■ TASK DIRECTIONS ■
The full set of entries below needs to be written out exactly.

■ INFORMATION SHOWN ■
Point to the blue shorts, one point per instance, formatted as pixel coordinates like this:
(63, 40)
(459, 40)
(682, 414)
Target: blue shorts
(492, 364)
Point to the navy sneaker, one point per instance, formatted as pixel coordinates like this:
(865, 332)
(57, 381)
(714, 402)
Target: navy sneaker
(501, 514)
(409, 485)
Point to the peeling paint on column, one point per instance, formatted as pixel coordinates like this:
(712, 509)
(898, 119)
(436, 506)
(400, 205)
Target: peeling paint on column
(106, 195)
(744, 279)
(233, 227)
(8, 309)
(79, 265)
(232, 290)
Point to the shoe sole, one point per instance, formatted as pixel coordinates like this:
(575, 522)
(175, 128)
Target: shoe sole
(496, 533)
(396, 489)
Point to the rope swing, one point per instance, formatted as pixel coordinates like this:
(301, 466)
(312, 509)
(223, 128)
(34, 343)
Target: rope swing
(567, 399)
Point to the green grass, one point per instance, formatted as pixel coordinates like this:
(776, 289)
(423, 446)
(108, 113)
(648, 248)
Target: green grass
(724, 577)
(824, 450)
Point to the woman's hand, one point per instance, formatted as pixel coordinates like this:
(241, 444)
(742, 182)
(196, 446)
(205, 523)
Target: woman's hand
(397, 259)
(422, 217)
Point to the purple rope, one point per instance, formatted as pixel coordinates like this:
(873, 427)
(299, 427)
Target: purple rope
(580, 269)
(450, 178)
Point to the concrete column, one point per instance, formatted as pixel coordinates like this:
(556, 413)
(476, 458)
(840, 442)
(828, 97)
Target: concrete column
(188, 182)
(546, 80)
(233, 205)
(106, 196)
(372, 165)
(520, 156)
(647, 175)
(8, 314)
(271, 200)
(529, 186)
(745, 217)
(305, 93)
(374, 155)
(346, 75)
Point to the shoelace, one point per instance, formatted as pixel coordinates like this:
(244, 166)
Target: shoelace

■ RESPONSE TO THIS TASK ■
Point to the blue shorts, one point per instance, formatted as pixel coordinates like this:
(63, 40)
(459, 40)
(682, 414)
Target: blue shorts
(492, 364)
Point to the navy sneaker, one point per instance, formatted as pixel coordinates like this:
(865, 332)
(57, 381)
(714, 402)
Target: navy sneaker
(501, 514)
(409, 485)
Point to the peeling paint on column, one point per instance, formatted as pixel coordinates like this:
(712, 509)
(898, 119)
(436, 506)
(400, 205)
Target: peeling paint on column
(106, 195)
(744, 279)
(233, 227)
(8, 309)
(79, 265)
(232, 290)
Point to the shoe sole, one point per instance, formatted as pixel coordinates like this:
(575, 522)
(175, 128)
Target: shoe sole
(496, 533)
(396, 489)
Point to the rope swing, one point per instance, formatted as pixel coordinates like this:
(301, 466)
(312, 509)
(223, 128)
(34, 343)
Target: rope swing
(567, 399)
Point to the green grass, one point per instance, formatted as pixel coordinates like this:
(776, 289)
(423, 446)
(108, 113)
(648, 248)
Target: green grass
(724, 577)
(824, 450)
Point to the woman's hand, one point per instance, formatted as pixel coordinates like this:
(241, 444)
(742, 182)
(196, 446)
(205, 523)
Target: woman's hand
(397, 259)
(422, 217)
Point to the purple rope, one point per instance, formatted as pixel coordinates like this:
(873, 427)
(299, 427)
Target: purple rope
(580, 269)
(450, 178)
Point to the concrete column, one point per instance, formatted as pixel coordinates like this:
(556, 413)
(476, 458)
(840, 442)
(828, 97)
Target: concrete column
(188, 182)
(546, 80)
(233, 205)
(106, 196)
(372, 165)
(520, 156)
(647, 175)
(8, 314)
(271, 200)
(529, 186)
(745, 217)
(305, 93)
(374, 155)
(346, 75)
Point to the shoelace, one point per instance, formatted as pixel coordinates like this:
(244, 166)
Target: shoelace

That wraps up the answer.